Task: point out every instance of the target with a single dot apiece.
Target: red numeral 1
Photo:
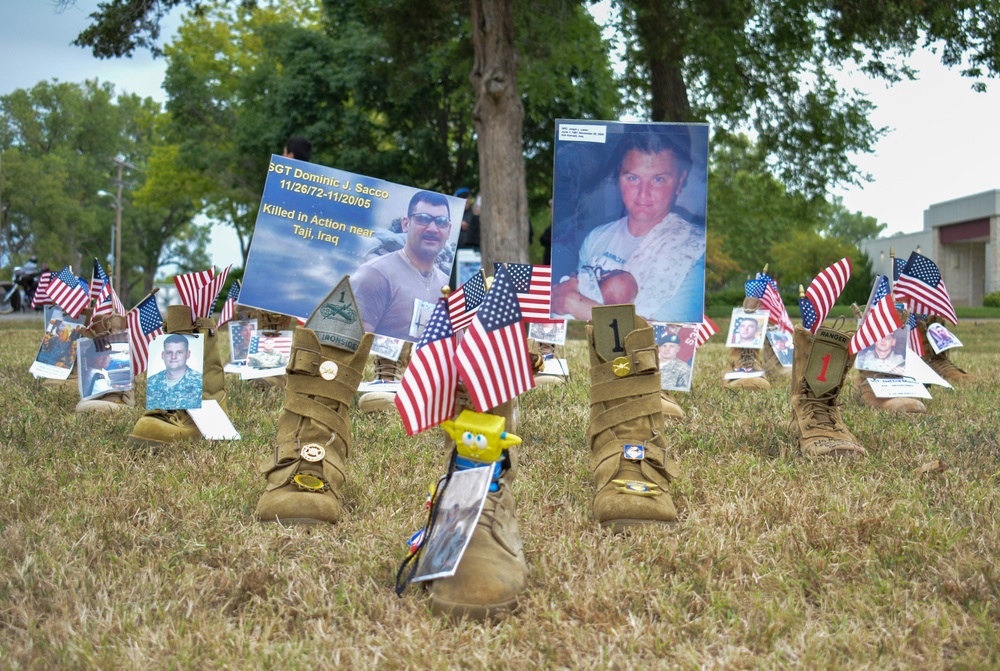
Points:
(826, 364)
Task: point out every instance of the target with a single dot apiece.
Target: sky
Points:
(944, 141)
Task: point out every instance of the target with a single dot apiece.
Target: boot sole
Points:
(141, 441)
(618, 526)
(292, 520)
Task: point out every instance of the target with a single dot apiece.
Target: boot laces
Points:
(748, 359)
(388, 370)
(820, 411)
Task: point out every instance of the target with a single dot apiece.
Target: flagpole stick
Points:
(155, 289)
(892, 265)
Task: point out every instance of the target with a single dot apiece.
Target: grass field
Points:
(112, 557)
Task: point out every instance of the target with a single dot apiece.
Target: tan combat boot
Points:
(672, 410)
(101, 331)
(492, 572)
(306, 474)
(628, 450)
(773, 368)
(746, 361)
(940, 363)
(819, 367)
(161, 427)
(386, 370)
(541, 353)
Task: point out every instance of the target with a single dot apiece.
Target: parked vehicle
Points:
(17, 294)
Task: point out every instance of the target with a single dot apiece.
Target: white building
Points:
(961, 237)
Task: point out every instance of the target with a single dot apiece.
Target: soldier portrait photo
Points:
(174, 383)
(675, 348)
(265, 355)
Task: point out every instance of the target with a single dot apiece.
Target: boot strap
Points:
(311, 409)
(624, 387)
(640, 362)
(308, 363)
(644, 406)
(655, 466)
(278, 474)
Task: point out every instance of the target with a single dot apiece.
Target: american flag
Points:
(144, 324)
(706, 330)
(533, 285)
(493, 359)
(66, 292)
(916, 344)
(464, 301)
(880, 319)
(209, 293)
(41, 296)
(229, 307)
(108, 302)
(427, 391)
(897, 268)
(282, 343)
(920, 286)
(190, 286)
(98, 282)
(765, 288)
(823, 292)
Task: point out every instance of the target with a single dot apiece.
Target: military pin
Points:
(637, 488)
(328, 370)
(621, 366)
(634, 452)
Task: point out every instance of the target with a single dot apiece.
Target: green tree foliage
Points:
(380, 88)
(754, 219)
(769, 67)
(60, 142)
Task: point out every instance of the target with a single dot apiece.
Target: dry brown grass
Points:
(117, 558)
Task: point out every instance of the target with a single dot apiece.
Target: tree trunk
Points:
(498, 116)
(658, 25)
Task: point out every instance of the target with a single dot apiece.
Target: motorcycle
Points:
(18, 293)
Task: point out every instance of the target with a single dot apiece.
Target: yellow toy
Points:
(480, 436)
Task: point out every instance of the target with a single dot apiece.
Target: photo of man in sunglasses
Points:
(396, 290)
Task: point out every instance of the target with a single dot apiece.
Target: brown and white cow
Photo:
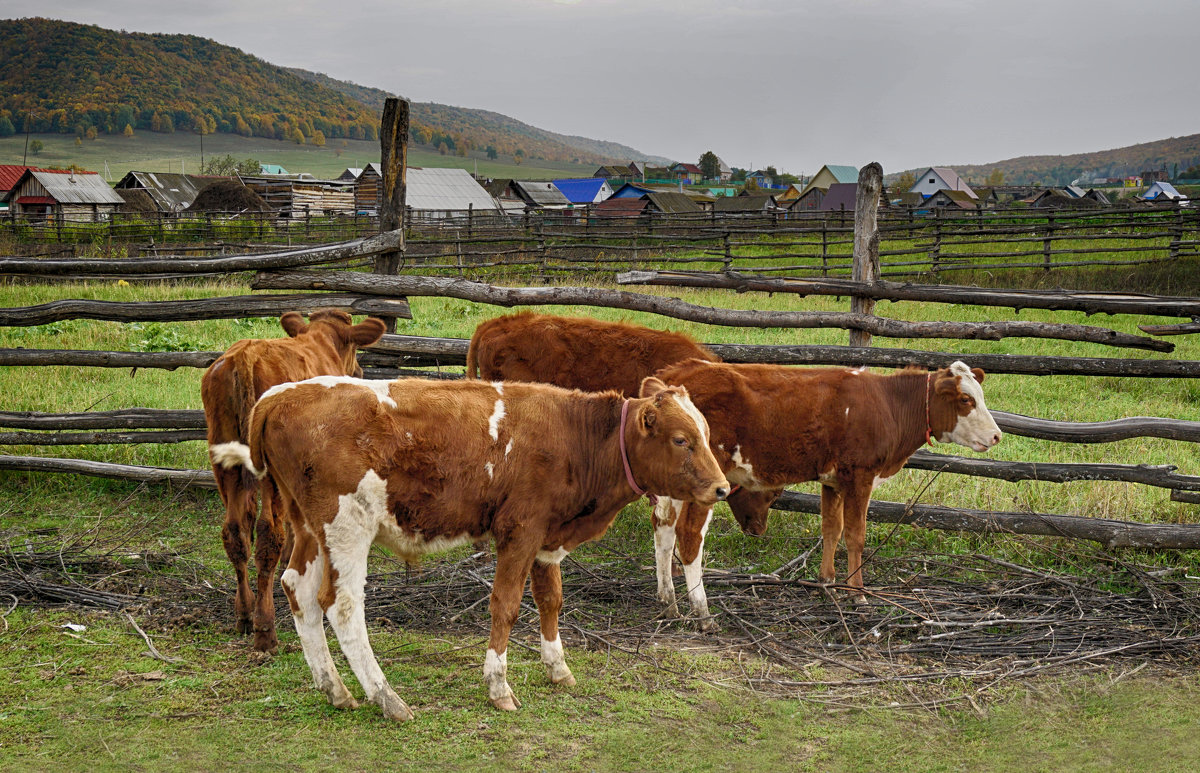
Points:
(575, 352)
(325, 346)
(420, 466)
(847, 429)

------------------------

Task objective: Pictures excluded, quote all the data above exactly.

Problem solution:
Task: point out every instance of the target with a single dot apiece.
Target: red numeral 1
Photo:
Points:
(826, 364)
Task: point out every instance of the target with a single dot apiece.
Target: sky
Points:
(944, 141)
Task: point out every instance of the target with a single dot apiece.
Target: boot sole
Points:
(141, 441)
(618, 526)
(292, 520)
Task: point out every instance of the target with a single dot apiece.
Target: boot laces
Points:
(748, 359)
(388, 370)
(820, 411)
Task: point out every instance of the target with a single dot apiece.
Target: flagpole stick
Points:
(155, 289)
(892, 265)
Task: point out every instance of the target with a single dot apiece.
Target: grass field
Points:
(112, 557)
Task: point out every instance of the target with a single dot apiece.
Target: tan combat boot
Points:
(672, 410)
(101, 331)
(492, 572)
(306, 474)
(628, 450)
(773, 368)
(746, 361)
(940, 363)
(819, 367)
(161, 427)
(386, 370)
(541, 353)
Task: point out every instance of the target with a single dot apiece.
Target: parked vehicle
Points:
(17, 294)
Task: point out every instance of the target with a single dot apiece.
Target: white building
Points:
(961, 237)
Task: point out every instance of the target with a single dot apiece.
Target: soldier portrait photo
Points:
(174, 383)
(675, 348)
(265, 355)
Task: point out every instance of the target with a single dot apiece.
Target: boot strap
Points:
(311, 409)
(624, 387)
(640, 362)
(308, 363)
(644, 406)
(655, 466)
(278, 474)
Task: point out every instance of the target with a single dot apiece.
Target: american flag
Points:
(144, 324)
(706, 330)
(533, 285)
(493, 359)
(66, 292)
(916, 344)
(464, 301)
(880, 319)
(209, 293)
(41, 296)
(229, 307)
(108, 302)
(427, 391)
(897, 268)
(282, 343)
(920, 286)
(190, 286)
(98, 282)
(765, 288)
(823, 292)
Task: point out every instance of the target with a single dot apiece.
Target: military pin
Points:
(637, 488)
(328, 370)
(621, 366)
(634, 452)
Task: point out every instance of the target with a single dot apiece.
Target: green tree foliage
Points:
(380, 88)
(754, 219)
(769, 67)
(60, 142)
Task: point out every instance of the target with a single dot apiece.
Target: dry brown grass
Points:
(117, 558)
Task: point out every instance of the target with a single dot apiece.
Target: tree trunk
Points:
(498, 116)
(658, 25)
Task: point out every instance of the target with a single dot apiece.
Target: motorcycle
Points:
(18, 293)
Task: point out every instance of the target with a single dot apiece.
Target: yellow toy
Points:
(480, 436)
Task: point out every instance of the target with a single dot apiece.
Target: photo of man in sunglasses
Points:
(396, 290)
Task: point out every instance of the target with a single dot apiece.
Target: brown and white cow
Photo:
Points:
(575, 352)
(325, 346)
(420, 466)
(847, 429)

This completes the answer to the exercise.